In 1985, at the age of 19, Teresa Blueitt faced one of the hardest decisions of her life.
She was recently single, the mother of a 1-year-old son, and living in Kokomo when she found out she was pregnant. Questions swirled in her mind surrounding the possibility of raising a second child, from the financial aspects to the impact another child would have on her desire to pursue higher education and the situation it would create with the unborn child’s father, who also had fathered her 1-year-old.
“It was about the responsibility of raising two kids and me going on to do some of the things I planned to do, such as go to school and take care of the son I already had to give him all that I could,” said Blueitt. “Not that I didn’t want that for Dallas at the time. It was more about if I could put him in a situation to hopefully get what I was trying to give my first son without having to deprive either. That’s what I wanted to do. That’s what it set out to be.”
She decided to continue the pregnancy and gave birth to a baby boy on Aug. 25, 1985, with adoption proceedings already underway. Two days later, the boy and Blueitt’s paths diverged, never to see each other again for 34 years.
“I gave birth. I signed the papers. I went home, and that was it,” said Blueitt.
The child was put under the care of an intermediary family, an Amish family in Howard County, before he was adopted by a Terre Haute woman, Mary Kay. She settled on naming him Dallas Kay Jr., after her father. Paperwork was handed over to Kay with information relating to Blueitt and Dallas’ birth-father, Brian Anderson, which was to be handed over to Dallas when he turned 18 should he choose to seek out his birth parents.
“I never wanted to disrupt his life … I wanted the best for him and whoever was going to receive that blessing. I wanted them to have it completely. I never saw him,” said Blueitt. “I never knew anything about him. I never even looked into trying to find him because I had committed to if he wanted to meet me he would find me. I didn’t want the rejection. He didn’t want the rejection of not knowing if he would be accepted.”

Region outline entries:
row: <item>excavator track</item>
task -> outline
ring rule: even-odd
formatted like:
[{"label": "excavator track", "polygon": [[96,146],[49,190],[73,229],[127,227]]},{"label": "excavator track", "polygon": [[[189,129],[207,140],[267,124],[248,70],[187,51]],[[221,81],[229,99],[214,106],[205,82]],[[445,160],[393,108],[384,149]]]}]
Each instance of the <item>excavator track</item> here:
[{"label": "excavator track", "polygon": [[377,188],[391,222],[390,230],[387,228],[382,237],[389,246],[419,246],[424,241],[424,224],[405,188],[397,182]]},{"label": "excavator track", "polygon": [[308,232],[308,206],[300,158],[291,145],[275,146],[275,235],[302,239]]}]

TASKS:
1. In the article about Teresa Blueitt:
(a) How old was Blueitt in 1985?
(b) On what date did she give birth to the baby boy?
(c) After whom did Mary Kay name the child?
2. Write the next part of the article about Teresa Blueitt, starting after its last paragraph.
The records are not used here.

SOLVED TASKS:
1.
(a) 19
(b) Aug. 25, 1985
(c) Her father

2.
Blueitt moved to Texas in 1986 to pursue her education. While there she met a man, later married him, and they had a daughter in 1991. During that time, she and her family traversed the United States due to her husband’s service in the United States Air Force before they eventually settled back in San Antonio in 1999.
All the while, she said Dallas never left her mind.
As Dallas grew up in Terre Haute, being raised by Kay alongside another adopted sister, questions also swirled. He was aware from a young age he was adopted. He said he was happy, but details concerning his birth parents remained a persistent question.
“Growing up, I’ve always known I was adopted,” said Dallas. “I was in elementary school when I was told. I’ve never wanted for anything. I had a really good life and a great mom. You don’t know the details about the adoption, but as you get older you read stories and watch movies, so you wonder if that’s what happened to me. I’ve always wondered, but I didn’t know the details behind it.”
He eventually received the paperwork relating to his adoption but glossed over the fact that his birth parents’ names were right there on the documents. He shelved the adoption papers but returned to them years later at the behest of his wife. When he looked at the paperwork again, he realized his birth-parents’ names were there.
A quick Google and social media search showed that despite Blueitt’s travels, their paths soon could intersect again.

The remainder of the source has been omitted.